● **Written exercise**
Transcribe, exactly as they appear, only the lines from the one holding "Front: indicate one pin on every instance of the lilac bouquet" through the end of the entries below.
[Dataset records start]
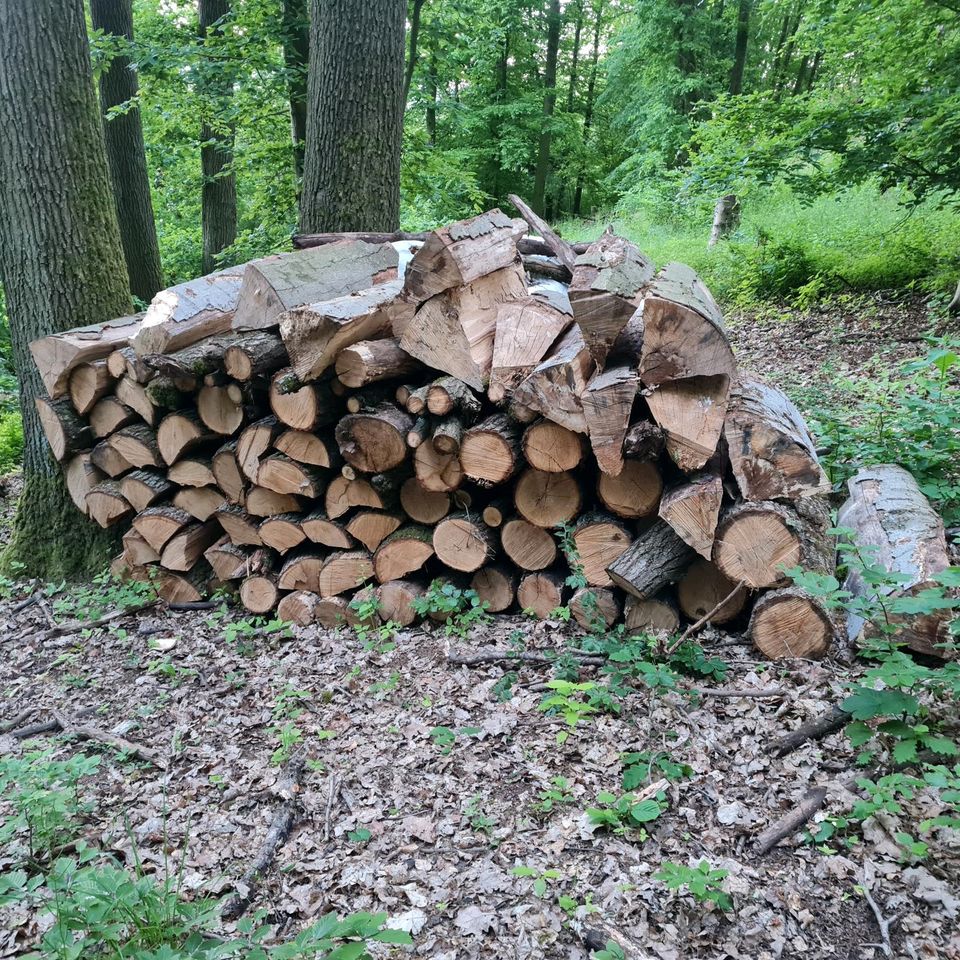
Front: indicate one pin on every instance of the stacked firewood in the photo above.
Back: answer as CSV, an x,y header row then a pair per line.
x,y
370,415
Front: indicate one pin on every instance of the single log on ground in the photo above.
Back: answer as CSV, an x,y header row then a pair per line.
x,y
693,509
888,512
791,623
65,430
490,451
634,492
703,587
286,281
403,552
771,451
595,608
496,586
655,559
547,499
756,542
540,594
599,540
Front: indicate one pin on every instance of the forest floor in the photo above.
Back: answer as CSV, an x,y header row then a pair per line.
x,y
425,789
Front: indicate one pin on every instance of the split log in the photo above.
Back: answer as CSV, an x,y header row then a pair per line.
x,y
607,405
771,451
279,283
65,430
371,361
403,552
540,594
608,284
490,452
655,559
703,588
529,547
634,492
547,499
462,543
693,509
756,542
791,623
192,311
316,333
891,517
550,447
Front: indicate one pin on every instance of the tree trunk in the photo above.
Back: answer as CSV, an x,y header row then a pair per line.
x,y
219,190
60,254
355,116
549,102
126,155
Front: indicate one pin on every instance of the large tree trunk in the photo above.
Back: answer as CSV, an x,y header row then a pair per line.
x,y
60,255
123,134
219,190
351,175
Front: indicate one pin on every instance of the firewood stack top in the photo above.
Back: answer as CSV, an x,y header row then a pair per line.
x,y
322,421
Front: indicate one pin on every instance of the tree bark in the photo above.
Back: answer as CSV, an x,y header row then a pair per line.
x,y
60,254
355,114
126,155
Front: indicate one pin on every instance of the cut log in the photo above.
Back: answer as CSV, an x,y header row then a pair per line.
x,y
65,430
550,447
89,382
376,441
595,608
599,540
462,543
396,601
791,623
59,354
454,330
157,525
692,509
496,586
771,451
284,281
555,387
890,517
540,594
403,552
106,503
143,488
547,499
703,587
608,284
315,334
192,311
607,405
756,542
180,432
372,527
490,452
655,559
254,355
528,546
371,361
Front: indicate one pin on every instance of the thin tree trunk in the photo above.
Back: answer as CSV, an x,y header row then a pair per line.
x,y
351,178
126,154
219,189
61,259
549,103
296,56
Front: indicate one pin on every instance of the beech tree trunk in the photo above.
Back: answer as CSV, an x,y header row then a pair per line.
x,y
60,254
126,155
351,177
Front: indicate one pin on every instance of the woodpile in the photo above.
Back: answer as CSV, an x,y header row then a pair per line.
x,y
363,413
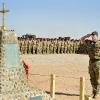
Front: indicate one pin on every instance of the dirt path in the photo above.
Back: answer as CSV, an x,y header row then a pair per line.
x,y
68,68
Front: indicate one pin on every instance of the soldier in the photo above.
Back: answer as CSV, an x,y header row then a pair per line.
x,y
68,46
62,46
47,46
93,47
51,46
65,46
54,46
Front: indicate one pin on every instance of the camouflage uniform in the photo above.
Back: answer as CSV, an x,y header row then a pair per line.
x,y
94,64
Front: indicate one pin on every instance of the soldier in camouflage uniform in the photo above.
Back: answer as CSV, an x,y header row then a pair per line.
x,y
93,47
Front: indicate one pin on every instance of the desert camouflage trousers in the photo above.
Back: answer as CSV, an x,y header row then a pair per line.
x,y
94,71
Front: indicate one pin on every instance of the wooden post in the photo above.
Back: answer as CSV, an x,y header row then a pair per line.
x,y
88,97
52,87
82,88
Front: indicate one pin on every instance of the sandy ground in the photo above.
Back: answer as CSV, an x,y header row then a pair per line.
x,y
68,69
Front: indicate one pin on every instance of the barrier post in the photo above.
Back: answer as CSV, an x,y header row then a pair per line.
x,y
82,88
52,86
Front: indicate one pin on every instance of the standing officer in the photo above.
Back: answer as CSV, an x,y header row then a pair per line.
x,y
93,47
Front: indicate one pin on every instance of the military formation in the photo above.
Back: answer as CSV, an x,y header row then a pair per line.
x,y
50,46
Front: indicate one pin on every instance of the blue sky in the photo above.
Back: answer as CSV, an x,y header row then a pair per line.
x,y
53,18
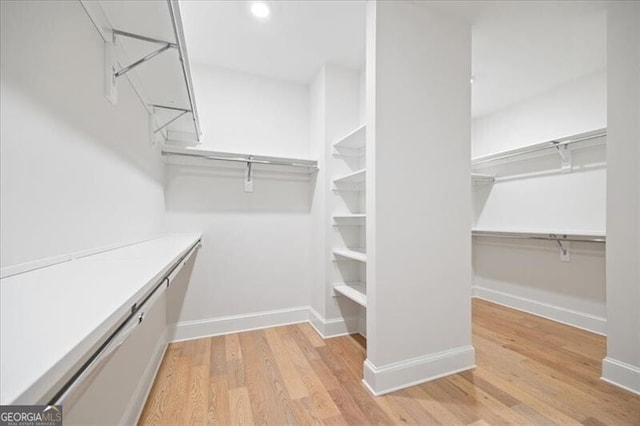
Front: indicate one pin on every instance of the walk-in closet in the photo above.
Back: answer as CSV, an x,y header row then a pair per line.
x,y
330,212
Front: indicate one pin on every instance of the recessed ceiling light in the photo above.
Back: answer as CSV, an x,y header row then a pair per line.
x,y
260,9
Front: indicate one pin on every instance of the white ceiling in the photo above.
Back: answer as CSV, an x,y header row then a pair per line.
x,y
291,45
520,48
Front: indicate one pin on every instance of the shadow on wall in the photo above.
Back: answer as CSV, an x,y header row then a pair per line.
x,y
213,189
178,290
533,269
52,60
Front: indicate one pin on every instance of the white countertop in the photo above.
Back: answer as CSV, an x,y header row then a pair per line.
x,y
51,318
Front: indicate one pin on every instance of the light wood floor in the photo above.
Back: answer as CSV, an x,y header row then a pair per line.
x,y
530,371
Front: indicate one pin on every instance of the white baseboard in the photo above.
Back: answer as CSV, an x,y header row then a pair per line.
x,y
403,374
332,327
132,413
581,320
621,374
237,323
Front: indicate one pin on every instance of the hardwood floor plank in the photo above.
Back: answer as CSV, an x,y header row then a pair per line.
x,y
530,371
219,410
155,407
291,378
197,403
218,357
240,405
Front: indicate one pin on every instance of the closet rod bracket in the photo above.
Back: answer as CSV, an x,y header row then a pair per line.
x,y
248,177
111,62
181,112
564,248
564,152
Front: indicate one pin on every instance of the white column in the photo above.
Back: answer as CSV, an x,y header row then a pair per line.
x,y
622,364
418,195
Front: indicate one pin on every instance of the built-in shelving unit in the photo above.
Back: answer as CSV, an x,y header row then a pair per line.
x,y
358,176
356,253
351,145
350,254
354,181
357,219
354,291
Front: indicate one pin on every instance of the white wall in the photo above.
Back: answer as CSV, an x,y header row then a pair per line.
x,y
574,107
76,172
251,114
418,225
622,364
533,196
256,246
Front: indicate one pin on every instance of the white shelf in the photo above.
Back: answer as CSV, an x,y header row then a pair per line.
x,y
70,308
350,219
597,136
353,143
358,176
195,156
355,291
358,254
352,182
546,234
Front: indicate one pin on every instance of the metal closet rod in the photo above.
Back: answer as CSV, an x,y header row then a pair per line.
x,y
541,236
248,159
541,147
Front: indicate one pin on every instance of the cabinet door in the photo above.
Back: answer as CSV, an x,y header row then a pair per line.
x,y
119,389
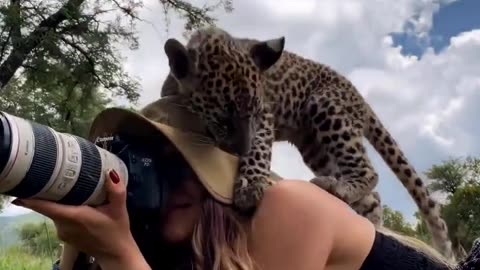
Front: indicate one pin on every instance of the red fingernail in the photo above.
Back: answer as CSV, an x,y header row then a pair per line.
x,y
114,176
18,202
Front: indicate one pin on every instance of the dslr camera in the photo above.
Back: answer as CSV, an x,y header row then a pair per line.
x,y
38,162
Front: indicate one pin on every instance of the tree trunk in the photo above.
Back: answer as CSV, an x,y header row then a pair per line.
x,y
25,45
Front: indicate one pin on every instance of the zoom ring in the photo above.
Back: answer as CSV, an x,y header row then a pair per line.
x,y
89,174
43,163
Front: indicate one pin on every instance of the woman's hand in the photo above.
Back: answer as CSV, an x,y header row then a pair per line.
x,y
102,232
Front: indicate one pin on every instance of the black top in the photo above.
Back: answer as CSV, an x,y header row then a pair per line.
x,y
389,254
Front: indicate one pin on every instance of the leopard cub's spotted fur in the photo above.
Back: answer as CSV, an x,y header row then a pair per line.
x,y
251,93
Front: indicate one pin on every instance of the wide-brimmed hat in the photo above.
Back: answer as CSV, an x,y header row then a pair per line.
x,y
166,118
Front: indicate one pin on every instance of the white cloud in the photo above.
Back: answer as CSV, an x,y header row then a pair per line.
x,y
428,104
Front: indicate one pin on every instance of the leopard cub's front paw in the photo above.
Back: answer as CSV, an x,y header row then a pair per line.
x,y
248,194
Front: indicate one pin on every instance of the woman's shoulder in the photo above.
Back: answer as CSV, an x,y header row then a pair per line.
x,y
289,230
299,195
303,224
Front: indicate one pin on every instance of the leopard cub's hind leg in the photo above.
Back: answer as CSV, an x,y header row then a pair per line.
x,y
370,207
254,168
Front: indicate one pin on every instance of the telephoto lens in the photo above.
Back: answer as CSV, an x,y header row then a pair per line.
x,y
38,162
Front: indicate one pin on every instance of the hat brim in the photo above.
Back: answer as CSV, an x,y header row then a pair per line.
x,y
215,168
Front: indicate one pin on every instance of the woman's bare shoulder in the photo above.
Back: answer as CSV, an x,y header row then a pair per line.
x,y
298,195
292,228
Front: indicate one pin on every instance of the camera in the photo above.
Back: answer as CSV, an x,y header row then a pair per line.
x,y
38,162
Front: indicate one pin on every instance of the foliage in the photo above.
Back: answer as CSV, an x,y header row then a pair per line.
x,y
40,239
454,173
59,64
421,229
459,178
17,258
73,42
394,220
194,17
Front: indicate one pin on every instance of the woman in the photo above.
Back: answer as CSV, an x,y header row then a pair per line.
x,y
296,226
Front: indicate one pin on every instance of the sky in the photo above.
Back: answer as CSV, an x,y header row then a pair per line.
x,y
415,61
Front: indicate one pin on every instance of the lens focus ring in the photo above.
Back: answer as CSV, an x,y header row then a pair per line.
x,y
43,163
90,173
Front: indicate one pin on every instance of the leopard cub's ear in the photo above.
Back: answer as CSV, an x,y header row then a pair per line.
x,y
178,59
182,64
266,53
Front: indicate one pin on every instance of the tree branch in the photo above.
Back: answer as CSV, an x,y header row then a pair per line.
x,y
15,26
28,43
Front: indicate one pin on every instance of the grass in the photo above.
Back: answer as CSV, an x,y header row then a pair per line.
x,y
17,258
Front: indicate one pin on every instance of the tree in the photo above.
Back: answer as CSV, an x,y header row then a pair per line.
x,y
79,36
39,238
454,173
58,62
459,178
422,231
462,215
394,220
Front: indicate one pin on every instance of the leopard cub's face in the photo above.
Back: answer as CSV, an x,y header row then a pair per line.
x,y
223,85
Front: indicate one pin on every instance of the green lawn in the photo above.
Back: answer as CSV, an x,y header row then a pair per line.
x,y
18,259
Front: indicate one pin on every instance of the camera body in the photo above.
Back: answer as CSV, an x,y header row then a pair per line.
x,y
39,162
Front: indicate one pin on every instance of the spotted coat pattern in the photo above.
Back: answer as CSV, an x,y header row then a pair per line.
x,y
251,93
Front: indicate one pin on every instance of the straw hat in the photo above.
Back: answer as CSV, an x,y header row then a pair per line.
x,y
166,118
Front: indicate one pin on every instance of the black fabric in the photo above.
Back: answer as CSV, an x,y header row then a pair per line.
x,y
389,254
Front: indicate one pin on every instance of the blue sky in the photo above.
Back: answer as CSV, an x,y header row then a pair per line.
x,y
429,103
450,20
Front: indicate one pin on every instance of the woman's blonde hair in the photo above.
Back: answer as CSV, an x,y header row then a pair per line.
x,y
418,245
220,239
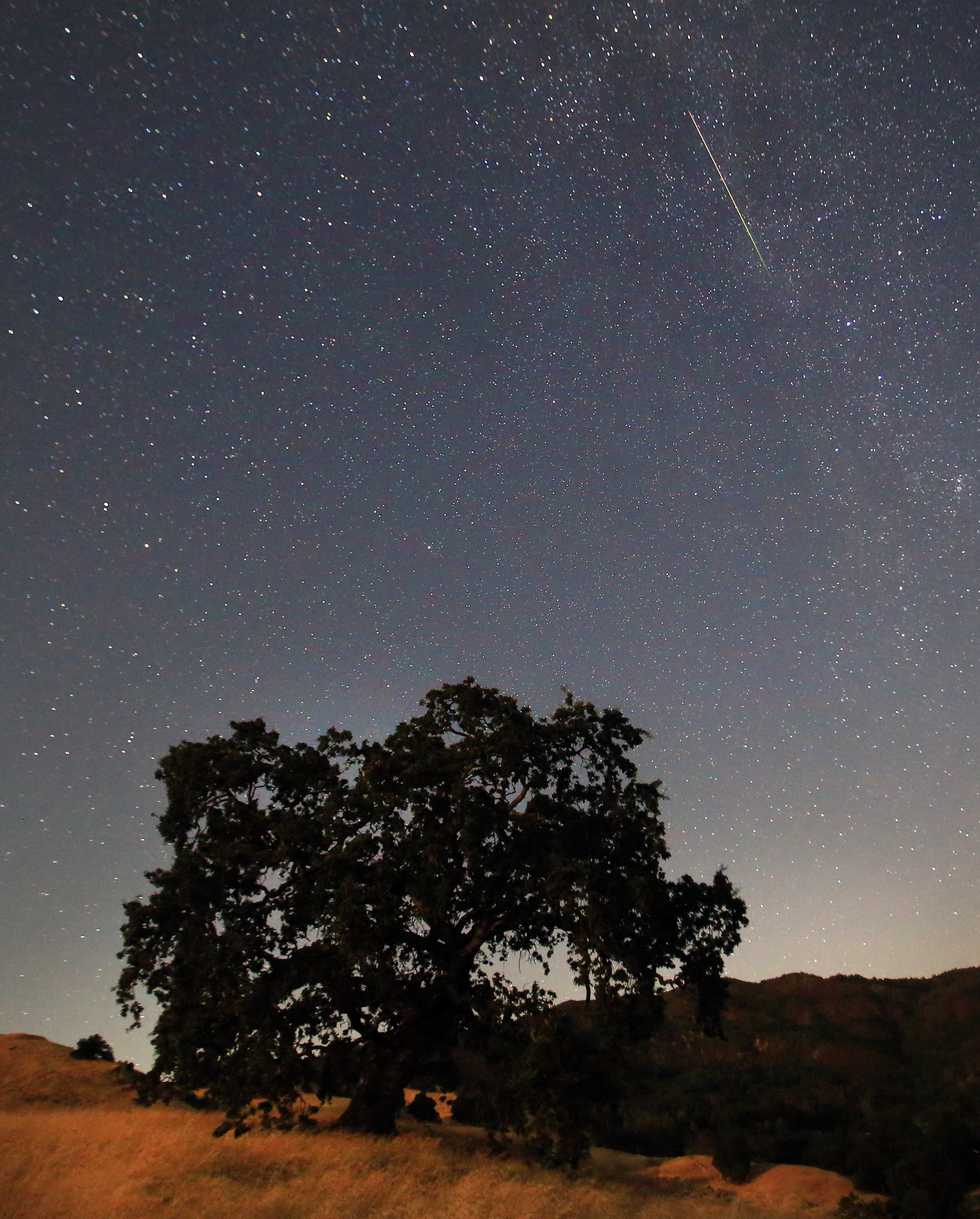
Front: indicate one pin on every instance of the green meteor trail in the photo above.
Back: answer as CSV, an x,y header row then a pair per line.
x,y
745,226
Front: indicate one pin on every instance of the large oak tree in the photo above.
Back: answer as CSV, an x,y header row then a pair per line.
x,y
361,897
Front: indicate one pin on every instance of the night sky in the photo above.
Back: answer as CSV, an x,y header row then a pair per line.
x,y
350,349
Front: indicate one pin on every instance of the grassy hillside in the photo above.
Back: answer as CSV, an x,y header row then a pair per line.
x,y
853,1075
74,1145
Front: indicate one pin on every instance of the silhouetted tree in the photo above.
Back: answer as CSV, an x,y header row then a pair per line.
x,y
93,1049
364,894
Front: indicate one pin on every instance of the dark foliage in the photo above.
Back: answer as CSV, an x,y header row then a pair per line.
x,y
733,1157
424,1109
867,1078
94,1049
338,910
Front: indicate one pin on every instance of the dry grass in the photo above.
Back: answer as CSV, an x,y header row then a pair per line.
x,y
73,1145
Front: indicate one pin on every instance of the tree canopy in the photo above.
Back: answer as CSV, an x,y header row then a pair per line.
x,y
358,899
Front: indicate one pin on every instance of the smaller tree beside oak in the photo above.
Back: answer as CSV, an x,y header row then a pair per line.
x,y
354,901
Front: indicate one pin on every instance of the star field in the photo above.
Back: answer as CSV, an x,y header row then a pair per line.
x,y
348,349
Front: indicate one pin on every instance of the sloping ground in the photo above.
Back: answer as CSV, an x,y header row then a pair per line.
x,y
812,1071
73,1146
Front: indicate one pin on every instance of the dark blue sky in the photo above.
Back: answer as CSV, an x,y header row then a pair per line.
x,y
348,349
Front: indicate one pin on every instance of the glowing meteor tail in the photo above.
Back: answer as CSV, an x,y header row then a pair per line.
x,y
745,226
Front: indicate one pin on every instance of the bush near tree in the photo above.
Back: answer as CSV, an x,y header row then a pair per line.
x,y
339,912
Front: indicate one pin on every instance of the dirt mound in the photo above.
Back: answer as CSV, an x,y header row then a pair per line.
x,y
38,1072
772,1187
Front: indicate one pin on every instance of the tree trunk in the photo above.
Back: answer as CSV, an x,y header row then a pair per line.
x,y
378,1096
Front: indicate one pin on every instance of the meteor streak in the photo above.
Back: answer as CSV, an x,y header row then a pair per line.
x,y
748,230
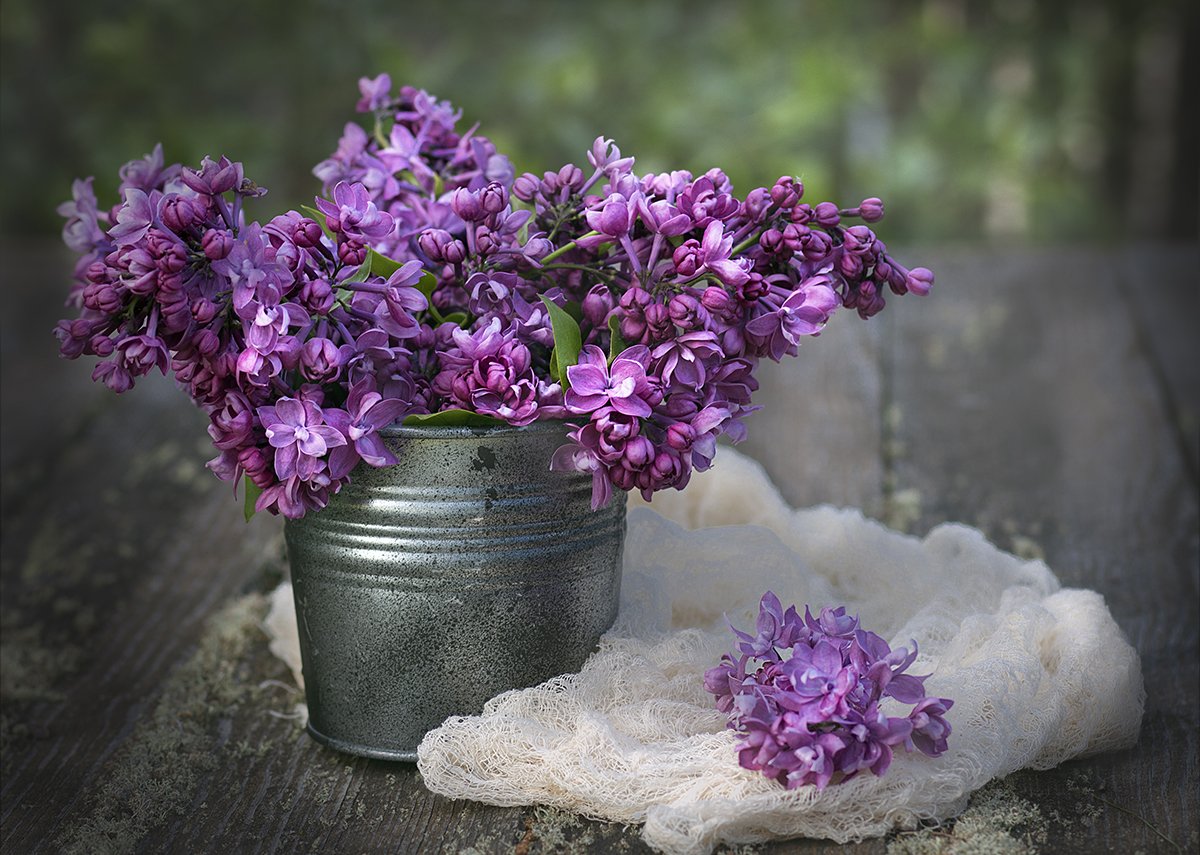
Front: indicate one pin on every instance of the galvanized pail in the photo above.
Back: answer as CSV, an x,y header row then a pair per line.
x,y
427,587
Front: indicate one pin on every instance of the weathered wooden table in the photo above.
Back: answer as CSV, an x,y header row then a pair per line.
x,y
1048,396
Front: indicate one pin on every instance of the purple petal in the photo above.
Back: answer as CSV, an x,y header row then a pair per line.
x,y
291,412
373,450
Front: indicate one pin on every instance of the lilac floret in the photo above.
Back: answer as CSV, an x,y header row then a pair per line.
x,y
419,285
814,716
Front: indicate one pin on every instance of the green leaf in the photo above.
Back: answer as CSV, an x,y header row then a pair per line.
x,y
321,221
568,340
381,264
252,492
360,275
454,418
427,283
617,342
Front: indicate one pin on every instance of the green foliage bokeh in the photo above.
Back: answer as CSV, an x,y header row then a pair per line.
x,y
969,119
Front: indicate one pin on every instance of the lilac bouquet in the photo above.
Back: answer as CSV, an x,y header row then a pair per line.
x,y
811,715
430,285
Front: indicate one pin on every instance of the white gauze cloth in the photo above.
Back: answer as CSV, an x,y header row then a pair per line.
x,y
1038,674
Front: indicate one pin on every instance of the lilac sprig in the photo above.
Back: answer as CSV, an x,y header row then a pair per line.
x,y
809,698
425,279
[Dataset records end]
● **Reply to the task**
Front: indicate one pin on every instance of the lilac bouquet in the photo above.
Back: answer as CSV, an x,y header row then a pair per line.
x,y
811,715
430,285
Front: indicate one pin on every instance of the white gauze cloth in the photo above.
Back: answer as CSV, an x,y header row then a pair per line.
x,y
1038,674
Front: indicate one pin on every instance of the lilac sprig in the photo above.
Back: answer as CSV, an x,y header row then a pair per line.
x,y
809,698
425,279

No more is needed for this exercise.